Pick out every line below that contains the word "handle", and copy each one.

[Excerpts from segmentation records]

--- BEGIN ---

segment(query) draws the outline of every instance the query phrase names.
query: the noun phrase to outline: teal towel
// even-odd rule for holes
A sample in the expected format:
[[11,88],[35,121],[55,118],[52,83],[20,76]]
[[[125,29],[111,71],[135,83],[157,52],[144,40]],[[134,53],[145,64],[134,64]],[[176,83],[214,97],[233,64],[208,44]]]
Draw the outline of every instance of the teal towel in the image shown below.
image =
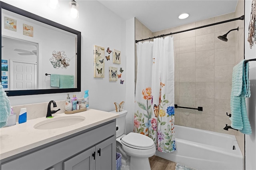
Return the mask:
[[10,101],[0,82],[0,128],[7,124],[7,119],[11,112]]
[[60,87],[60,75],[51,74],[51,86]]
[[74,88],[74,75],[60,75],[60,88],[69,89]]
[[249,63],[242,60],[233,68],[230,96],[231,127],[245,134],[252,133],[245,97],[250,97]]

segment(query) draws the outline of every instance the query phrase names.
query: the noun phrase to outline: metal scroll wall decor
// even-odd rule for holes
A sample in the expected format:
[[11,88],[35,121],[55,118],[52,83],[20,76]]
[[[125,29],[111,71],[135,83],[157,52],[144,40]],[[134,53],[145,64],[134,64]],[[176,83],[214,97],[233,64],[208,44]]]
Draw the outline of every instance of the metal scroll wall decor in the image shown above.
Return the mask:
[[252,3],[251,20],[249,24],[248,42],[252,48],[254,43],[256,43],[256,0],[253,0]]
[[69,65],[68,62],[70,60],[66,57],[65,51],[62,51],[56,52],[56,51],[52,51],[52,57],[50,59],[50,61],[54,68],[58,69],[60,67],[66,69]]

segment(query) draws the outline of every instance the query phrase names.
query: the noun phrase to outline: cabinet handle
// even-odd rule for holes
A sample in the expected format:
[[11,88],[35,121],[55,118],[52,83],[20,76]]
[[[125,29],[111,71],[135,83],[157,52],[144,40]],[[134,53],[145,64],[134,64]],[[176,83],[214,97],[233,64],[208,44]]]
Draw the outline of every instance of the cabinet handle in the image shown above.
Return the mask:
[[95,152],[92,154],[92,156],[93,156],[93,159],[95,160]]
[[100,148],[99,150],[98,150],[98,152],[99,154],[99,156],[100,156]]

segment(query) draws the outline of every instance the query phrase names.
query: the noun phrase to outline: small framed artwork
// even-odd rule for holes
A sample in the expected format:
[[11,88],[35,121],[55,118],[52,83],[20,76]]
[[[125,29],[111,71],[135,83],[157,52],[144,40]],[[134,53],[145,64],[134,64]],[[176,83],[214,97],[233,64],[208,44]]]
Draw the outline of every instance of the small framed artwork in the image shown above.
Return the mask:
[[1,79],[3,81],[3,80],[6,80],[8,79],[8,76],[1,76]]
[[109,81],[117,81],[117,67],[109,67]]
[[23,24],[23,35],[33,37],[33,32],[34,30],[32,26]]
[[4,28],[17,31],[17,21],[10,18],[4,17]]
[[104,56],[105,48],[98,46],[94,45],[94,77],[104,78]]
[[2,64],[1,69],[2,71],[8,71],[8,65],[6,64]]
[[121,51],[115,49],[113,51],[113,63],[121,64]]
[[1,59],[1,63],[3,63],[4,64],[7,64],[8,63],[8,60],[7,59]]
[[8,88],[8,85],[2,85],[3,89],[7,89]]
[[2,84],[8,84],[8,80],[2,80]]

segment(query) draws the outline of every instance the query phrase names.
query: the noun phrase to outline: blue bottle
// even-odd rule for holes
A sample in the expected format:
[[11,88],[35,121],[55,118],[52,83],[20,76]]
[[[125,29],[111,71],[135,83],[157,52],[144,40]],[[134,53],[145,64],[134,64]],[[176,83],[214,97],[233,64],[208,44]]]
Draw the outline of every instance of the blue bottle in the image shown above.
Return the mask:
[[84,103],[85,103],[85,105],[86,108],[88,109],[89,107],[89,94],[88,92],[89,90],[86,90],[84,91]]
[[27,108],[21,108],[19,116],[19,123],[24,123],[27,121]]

--- END ---
--- BEGIN ---

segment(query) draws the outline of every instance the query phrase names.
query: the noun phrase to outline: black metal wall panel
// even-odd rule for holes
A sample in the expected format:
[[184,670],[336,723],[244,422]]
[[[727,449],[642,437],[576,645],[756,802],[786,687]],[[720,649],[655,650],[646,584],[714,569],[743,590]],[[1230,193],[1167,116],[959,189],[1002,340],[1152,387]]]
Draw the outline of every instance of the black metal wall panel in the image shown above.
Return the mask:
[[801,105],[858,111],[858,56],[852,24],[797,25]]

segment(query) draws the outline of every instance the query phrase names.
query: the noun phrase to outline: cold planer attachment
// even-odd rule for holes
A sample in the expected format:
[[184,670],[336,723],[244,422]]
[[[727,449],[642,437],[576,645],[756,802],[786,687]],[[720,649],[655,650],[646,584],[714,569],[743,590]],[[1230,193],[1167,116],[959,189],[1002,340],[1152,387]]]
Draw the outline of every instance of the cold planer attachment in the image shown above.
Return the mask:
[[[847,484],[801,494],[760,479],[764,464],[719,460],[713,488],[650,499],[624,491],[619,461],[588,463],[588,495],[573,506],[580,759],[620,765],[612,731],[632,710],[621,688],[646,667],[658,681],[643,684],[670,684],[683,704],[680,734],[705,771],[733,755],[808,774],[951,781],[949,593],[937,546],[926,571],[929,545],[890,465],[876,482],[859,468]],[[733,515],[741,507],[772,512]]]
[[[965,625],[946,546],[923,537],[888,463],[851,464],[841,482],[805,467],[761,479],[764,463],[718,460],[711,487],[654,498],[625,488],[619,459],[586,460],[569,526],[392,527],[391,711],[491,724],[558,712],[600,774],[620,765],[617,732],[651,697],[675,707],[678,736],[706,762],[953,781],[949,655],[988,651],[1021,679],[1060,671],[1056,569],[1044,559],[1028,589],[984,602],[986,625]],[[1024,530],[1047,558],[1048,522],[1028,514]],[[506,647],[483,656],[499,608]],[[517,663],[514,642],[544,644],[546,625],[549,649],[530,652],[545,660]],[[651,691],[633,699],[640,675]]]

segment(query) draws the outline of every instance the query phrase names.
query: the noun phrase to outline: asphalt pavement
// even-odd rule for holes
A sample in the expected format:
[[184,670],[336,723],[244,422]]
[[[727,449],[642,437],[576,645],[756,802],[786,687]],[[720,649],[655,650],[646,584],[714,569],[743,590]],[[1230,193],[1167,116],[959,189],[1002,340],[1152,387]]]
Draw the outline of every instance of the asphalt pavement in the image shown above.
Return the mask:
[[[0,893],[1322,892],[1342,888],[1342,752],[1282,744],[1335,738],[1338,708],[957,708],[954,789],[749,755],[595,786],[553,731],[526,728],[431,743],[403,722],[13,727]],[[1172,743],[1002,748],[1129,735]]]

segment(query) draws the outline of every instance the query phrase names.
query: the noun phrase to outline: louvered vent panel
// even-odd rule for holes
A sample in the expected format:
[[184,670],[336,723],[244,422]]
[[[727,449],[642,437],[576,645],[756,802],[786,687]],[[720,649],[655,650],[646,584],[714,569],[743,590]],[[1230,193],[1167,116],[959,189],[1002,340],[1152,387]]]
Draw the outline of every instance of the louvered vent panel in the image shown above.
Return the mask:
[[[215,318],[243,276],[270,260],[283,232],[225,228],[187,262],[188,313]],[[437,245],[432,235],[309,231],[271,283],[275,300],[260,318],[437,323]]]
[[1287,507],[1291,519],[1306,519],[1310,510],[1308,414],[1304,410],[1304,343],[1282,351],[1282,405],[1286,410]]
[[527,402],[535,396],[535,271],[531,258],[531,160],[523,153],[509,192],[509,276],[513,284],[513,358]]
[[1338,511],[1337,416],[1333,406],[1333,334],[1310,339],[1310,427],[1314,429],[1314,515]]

--- END ---

• **FINISHED EXERCISE**:
query: the noun phrase to outline: cabinet handle
Draw the outline of every instance of the cabinet handle in the image shown above.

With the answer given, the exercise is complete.